## [Task to carry out]
Update the entries from the line containing "of the black-framed" through the end of the entries, inclusive, replacing "one pin" with "a single marker" and leaving everything else unchanged. Omit the picture lines from your answer.
-- -- --
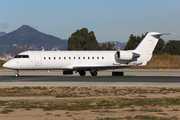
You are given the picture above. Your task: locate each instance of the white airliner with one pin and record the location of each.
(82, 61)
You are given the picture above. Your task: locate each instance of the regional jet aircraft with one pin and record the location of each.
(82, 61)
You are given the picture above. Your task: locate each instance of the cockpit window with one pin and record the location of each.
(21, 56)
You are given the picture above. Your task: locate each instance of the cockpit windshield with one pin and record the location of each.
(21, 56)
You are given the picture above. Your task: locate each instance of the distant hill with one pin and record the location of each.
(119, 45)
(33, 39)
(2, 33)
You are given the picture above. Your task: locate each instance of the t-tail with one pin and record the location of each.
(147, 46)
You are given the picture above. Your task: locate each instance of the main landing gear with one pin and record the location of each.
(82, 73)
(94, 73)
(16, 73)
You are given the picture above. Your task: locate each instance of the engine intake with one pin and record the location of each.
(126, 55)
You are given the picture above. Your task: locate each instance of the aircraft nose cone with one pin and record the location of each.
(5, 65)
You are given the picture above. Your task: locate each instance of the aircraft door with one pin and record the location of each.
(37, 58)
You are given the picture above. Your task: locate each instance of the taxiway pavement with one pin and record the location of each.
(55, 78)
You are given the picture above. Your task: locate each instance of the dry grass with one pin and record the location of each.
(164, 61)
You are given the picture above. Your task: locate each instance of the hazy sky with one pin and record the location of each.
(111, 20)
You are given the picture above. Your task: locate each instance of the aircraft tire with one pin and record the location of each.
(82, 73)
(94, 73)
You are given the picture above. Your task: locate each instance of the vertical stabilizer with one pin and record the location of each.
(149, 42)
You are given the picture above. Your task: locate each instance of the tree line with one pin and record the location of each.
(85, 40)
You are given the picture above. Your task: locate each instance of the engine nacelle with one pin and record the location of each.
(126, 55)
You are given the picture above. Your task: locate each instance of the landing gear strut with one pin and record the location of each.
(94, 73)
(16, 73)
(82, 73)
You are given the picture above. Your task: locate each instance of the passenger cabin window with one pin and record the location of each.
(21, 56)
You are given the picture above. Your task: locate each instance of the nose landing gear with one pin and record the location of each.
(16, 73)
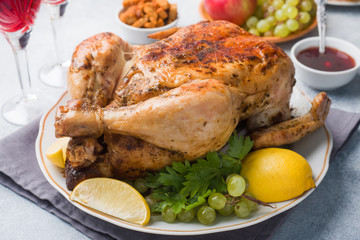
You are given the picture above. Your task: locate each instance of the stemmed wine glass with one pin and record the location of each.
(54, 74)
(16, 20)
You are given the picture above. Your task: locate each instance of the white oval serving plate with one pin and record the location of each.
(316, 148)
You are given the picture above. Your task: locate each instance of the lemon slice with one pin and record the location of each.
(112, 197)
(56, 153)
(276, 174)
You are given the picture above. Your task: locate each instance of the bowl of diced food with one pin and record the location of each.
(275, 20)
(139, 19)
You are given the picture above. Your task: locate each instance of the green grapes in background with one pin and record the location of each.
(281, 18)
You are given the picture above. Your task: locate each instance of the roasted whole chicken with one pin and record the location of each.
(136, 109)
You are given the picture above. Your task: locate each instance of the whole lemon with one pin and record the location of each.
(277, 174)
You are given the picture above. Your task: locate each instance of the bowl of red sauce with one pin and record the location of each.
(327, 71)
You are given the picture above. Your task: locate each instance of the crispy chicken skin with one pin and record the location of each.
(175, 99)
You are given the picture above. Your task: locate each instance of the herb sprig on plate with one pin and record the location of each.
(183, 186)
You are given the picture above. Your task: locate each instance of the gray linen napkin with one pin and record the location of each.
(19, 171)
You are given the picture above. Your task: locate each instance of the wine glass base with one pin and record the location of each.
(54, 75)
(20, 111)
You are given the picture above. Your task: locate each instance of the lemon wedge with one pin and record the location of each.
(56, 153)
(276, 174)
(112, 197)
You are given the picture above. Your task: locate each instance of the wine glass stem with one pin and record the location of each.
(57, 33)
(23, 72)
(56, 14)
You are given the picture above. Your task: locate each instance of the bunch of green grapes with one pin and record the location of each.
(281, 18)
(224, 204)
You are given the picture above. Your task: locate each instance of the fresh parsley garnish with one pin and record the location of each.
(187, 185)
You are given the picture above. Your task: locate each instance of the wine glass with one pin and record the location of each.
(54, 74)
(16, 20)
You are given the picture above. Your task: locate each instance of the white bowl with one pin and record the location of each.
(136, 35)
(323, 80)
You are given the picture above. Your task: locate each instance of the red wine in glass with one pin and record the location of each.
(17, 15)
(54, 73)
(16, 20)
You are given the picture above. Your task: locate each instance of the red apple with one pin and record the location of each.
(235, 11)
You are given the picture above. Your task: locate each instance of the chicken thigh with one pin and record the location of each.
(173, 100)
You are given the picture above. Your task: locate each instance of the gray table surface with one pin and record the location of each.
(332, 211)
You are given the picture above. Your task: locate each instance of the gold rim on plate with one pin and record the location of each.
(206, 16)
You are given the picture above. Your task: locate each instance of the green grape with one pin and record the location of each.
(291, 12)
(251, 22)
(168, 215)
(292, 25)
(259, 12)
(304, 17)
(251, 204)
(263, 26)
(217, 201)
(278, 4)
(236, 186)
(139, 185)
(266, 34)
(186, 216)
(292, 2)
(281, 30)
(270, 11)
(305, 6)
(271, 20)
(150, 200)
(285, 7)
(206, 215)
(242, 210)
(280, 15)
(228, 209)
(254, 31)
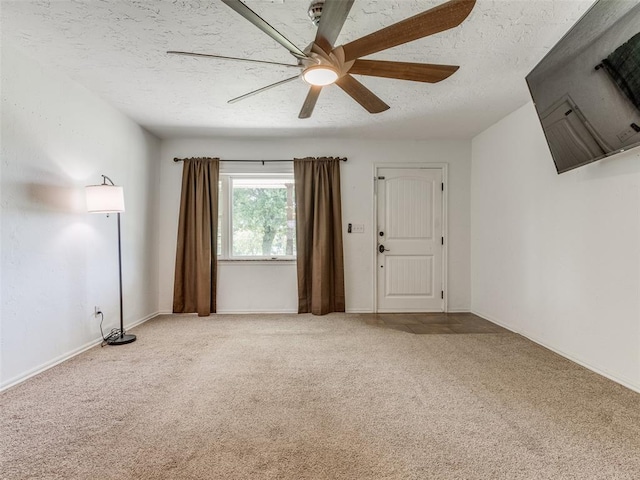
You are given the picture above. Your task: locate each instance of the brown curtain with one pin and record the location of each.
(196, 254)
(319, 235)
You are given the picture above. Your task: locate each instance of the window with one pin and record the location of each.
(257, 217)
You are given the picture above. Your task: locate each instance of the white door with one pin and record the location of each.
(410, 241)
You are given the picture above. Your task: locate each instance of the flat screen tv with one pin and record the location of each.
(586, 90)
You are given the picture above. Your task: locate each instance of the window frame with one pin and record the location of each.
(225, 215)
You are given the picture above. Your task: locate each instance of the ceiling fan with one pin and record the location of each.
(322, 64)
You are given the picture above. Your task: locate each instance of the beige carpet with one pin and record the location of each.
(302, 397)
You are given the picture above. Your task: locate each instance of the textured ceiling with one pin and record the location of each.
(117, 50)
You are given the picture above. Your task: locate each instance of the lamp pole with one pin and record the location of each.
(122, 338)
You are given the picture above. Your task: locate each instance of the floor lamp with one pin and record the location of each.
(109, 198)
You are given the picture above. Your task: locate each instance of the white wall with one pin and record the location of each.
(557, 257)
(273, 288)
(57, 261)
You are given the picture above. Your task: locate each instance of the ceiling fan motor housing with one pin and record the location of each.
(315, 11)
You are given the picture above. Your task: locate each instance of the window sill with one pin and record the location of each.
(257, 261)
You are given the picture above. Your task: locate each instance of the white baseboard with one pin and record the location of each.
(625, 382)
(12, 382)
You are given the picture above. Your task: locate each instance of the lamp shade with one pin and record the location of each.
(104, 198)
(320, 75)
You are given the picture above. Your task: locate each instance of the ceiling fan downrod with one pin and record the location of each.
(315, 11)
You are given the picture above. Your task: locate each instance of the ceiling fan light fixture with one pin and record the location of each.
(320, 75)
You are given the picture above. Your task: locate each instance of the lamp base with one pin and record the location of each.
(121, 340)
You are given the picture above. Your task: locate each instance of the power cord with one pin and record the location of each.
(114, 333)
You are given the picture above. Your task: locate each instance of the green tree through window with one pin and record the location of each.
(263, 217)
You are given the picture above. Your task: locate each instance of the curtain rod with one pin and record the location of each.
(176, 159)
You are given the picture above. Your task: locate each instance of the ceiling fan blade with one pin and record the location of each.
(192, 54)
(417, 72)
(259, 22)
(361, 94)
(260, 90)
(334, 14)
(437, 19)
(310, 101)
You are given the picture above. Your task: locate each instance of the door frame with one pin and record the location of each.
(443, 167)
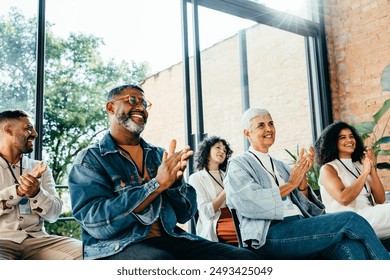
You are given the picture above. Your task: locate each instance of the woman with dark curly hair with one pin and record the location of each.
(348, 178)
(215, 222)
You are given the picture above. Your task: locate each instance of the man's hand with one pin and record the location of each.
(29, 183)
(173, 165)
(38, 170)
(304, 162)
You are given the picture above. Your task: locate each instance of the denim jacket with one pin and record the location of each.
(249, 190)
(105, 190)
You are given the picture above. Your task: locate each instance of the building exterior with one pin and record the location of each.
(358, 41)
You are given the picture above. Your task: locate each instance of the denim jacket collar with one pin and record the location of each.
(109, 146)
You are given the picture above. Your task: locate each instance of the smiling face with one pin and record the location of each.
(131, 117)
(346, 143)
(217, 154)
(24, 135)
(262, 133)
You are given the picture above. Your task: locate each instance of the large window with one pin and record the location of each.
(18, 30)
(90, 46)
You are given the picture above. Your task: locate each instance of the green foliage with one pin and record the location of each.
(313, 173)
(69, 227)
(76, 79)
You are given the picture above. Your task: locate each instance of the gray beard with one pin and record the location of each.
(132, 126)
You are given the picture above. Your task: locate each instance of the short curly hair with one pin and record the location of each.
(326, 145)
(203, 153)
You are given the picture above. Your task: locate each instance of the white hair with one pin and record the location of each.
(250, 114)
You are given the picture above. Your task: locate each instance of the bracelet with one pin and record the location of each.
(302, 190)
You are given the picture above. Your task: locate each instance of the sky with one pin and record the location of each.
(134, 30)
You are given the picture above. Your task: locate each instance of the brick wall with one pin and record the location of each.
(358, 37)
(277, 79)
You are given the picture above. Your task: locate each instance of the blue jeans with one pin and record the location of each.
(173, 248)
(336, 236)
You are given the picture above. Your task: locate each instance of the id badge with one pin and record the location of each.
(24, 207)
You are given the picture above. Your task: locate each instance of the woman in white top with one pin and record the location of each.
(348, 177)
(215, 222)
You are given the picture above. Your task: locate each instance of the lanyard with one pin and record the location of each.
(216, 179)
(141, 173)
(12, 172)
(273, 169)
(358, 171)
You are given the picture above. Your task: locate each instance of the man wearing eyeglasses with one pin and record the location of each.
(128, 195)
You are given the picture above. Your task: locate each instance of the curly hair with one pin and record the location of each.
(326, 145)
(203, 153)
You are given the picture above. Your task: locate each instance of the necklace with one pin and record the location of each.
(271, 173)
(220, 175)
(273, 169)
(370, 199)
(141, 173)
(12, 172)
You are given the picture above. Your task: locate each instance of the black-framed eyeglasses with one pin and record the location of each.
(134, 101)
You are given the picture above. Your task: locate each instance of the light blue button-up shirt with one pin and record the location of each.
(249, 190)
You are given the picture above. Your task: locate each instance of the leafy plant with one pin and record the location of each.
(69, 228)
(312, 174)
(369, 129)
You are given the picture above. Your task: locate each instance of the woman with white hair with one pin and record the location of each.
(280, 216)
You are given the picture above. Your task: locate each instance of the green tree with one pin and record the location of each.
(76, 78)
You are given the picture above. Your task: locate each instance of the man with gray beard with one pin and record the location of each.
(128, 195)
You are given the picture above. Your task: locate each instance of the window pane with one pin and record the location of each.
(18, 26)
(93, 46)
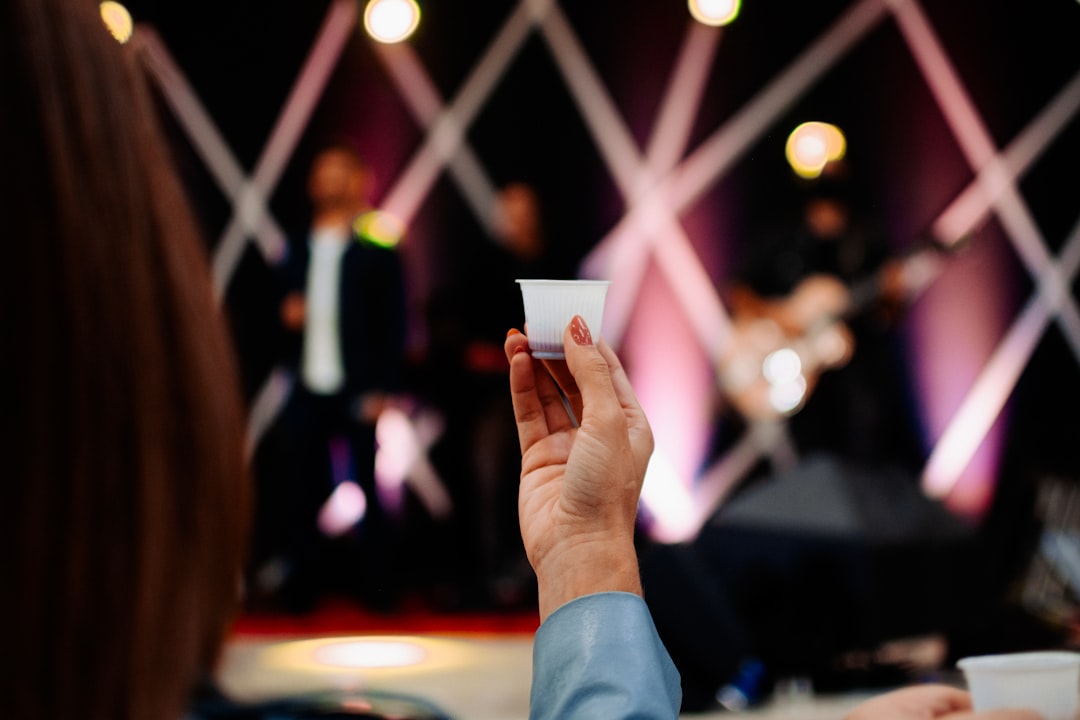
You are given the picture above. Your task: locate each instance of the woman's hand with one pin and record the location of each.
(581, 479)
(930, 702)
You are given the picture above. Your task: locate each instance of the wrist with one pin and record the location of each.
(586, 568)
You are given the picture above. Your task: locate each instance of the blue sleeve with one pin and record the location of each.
-- -- --
## [Exercise output]
You are given the picture above. Your task: locate each instance of the black-framed eyeglasses with a single marker and record the location of each.
(134, 101)
You are given the picture above. Your task: locate each instance of the light blue button-up shirt with a single marker and record the location of each.
(249, 190)
You are given the picture above. Your task: locate each instance of the leafy plant with a single marker and record the location of each.
(69, 228)
(312, 174)
(369, 129)
You are given the picture above. Your task: locate each instance of the woman with white hair with a single marker and record the location of each.
(280, 216)
You are given the picture above. Your task: locate each instance of the green tree with a single marker and record the location of each.
(76, 78)
You are given the picture above. Your task: locate each instance of the man with gray beard with a single marker and record the location of each.
(128, 195)
You are given the picture above. Your task: locate each instance of the window pane with a single marker and record the location of each.
(18, 26)
(93, 46)
You are given the picture above. Your task: locate each instance of the woman's hand with a single marker and record the location of each.
(581, 479)
(930, 702)
You are given the picture above. Your task: locate each instance of the wrist with a single marker and record the location of each.
(586, 568)
You are given the picture above. Your task: locate each instance of the blue sleeve with a single marker and record the location of each.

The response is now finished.